Directives:
**a.** In the piece on the Peace Corps' return to Rwanda, boil down the paragraph starting "We will, for instance, show them" into a short bulleted list that keeps its main facts.
**b.** Pick up the piece on the Peace Corps' return to Rwanda right after its last sentence and keep writing.

Source:
————————

The Peace Corps have returned to our country after 15 years. They were evacuated in 1994 just a short time before Rwanda collapsed into a genocide that killed over one million people in three months. Things have improved a lot in recent years. There is peace and stability throughout the nation. We have a progressive constitution that is consensus-driven, provides for power sharing, embraces diversity, and promotes the participation of women, who now represent the majority in our parliament. Our economy grew by more than 11% last year, even as the world entered a recession. We have chosen high-end segments of the coffee and tea markets in which to compete, and attract the most demanding world travelers to our tourism experiences. This has enabled us to increase wages by over 20% each year over the last eight years -- sustained by, among other things, investment in education, health and ICT.
We view the return of the Peace Corps as a significant event in Rwanda's recovery. These young men and women represent what is good about America; I have met former volunteers who have run major aid programs here, invested in our businesses, and I even count them among my friends and close advisors.
Peace Corps volunteers are well educated, optimistic, and keen to assist us as we continue to rebuild, but one must also recognize that we have much to offer them as well.
We will, for instance, show them our system of community justice, called Gacaca, where we integrated our need for nationwide reconciliation with our ancient tradition of clemency, and where violators are allowed to reassume their lives by proclaiming their crimes to their neighbors, and asking for forgiveness. We will present to them Rwanda's unique form of absolution, where the individuals who once exacted such harm on their neighbors and ran across national borders to hide from justice are being invited back to resume their farms and homes to live peacefully with those same families.
We will show your sons and daughters our civic tradition of Umuganda, where one day a month, citizens, including myself, congregate in the fields to weed, clean our streets, and build homes for the needy.

————————

Spatial annotation records:
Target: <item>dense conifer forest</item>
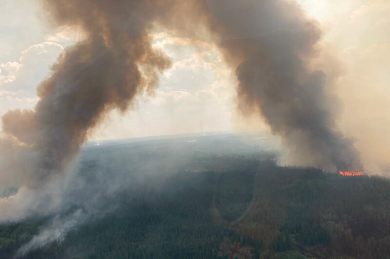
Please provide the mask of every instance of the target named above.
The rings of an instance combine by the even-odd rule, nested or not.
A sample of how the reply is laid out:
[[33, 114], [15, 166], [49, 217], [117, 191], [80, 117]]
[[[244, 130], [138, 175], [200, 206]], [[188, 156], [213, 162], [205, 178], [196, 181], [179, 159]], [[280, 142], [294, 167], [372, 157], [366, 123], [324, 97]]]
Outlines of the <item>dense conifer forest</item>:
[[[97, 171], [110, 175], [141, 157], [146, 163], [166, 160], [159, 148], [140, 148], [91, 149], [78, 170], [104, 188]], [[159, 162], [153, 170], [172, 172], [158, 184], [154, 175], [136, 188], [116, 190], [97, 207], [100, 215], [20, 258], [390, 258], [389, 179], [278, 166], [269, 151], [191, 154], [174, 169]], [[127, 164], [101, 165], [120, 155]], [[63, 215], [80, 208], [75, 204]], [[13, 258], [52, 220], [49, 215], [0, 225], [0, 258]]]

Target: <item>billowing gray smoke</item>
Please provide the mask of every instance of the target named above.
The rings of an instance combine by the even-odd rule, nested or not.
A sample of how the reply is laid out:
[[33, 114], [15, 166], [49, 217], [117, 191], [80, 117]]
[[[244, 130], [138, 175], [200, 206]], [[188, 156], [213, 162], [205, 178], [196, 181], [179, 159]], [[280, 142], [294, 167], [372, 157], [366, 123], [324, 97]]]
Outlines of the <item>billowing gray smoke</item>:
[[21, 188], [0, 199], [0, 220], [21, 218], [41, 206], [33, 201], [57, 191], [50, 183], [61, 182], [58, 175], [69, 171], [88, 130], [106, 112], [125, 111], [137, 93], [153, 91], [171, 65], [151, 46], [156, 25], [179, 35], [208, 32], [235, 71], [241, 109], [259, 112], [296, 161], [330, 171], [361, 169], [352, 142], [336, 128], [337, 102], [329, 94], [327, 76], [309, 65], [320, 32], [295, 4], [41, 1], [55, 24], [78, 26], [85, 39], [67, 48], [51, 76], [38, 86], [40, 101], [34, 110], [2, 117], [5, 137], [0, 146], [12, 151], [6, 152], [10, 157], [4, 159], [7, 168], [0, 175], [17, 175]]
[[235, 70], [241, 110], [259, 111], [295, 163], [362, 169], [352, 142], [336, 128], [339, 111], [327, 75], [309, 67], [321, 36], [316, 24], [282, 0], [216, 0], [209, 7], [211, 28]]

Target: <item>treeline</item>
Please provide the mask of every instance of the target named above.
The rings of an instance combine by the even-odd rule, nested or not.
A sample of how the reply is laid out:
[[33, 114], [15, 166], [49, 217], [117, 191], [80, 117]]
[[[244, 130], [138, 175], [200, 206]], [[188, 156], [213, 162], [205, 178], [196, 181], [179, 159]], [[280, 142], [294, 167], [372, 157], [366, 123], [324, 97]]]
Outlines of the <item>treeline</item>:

————————

Final results:
**a.**
- Volunteers will be shown Gacaca, Rwanda's system of community justice, which combines the need for nationwide reconciliation with an ancient tradition of clemency.
- Under Gacaca, violators can resume their lives by confessing their crimes to their neighbors and asking for forgiveness.
- Volunteers will also see Rwanda's unique form of absolution. People who harmed their neighbors and fled across national borders to hide from justice are invited back to their farms and homes to live peacefully with those same families.

**b.**
We will teach your children to prepare and enjoy our foods and speak our language. We will invite them to our weddings and funerals, and out into the communities to observe our traditions. We will teach them that in Africa, family is a broad and all-encompassing concept, and that an entire generation treats the next as its own children.
And we will have discussions in the restaurants, and debates in our staff rooms and classrooms where we will learn from one another: What is the nature of prosperity? Is it subsoil assets, location and sunshine, or is it based on human initiative, the productivity of our firms, the foresight of our entrepreneurs? What is a cohesive society, and how can we strengthen it? How can we improve tolerance and build a common vision between people who perceive differences in one another, increase civic engagement, interpersonal trust, and self-esteem? How does a nation recognize and develop the leaders of future generations? What is the relationship between humans and the earth? And how are we to meet our needs while revering the earth as the womb of humankind? These are the questions of our time.
While some consider development mostly in terms of infusion of capital, budgets and head counts, we in Rwanda place equal importance to relationships between peoples who have a passion to learn from one another, preparing the next generation of teachers, administrators and CEOs to see the exchange of values and ideas as the way to build the competencies of our people, and to create a prosperous nation.
We will do this because we see that the only investment with the possibility of infinite returns is in our children, and because after a couple of years in Rwanda, working and learning with our people, these Peace Corps volunteers will be our sons and daughters, too.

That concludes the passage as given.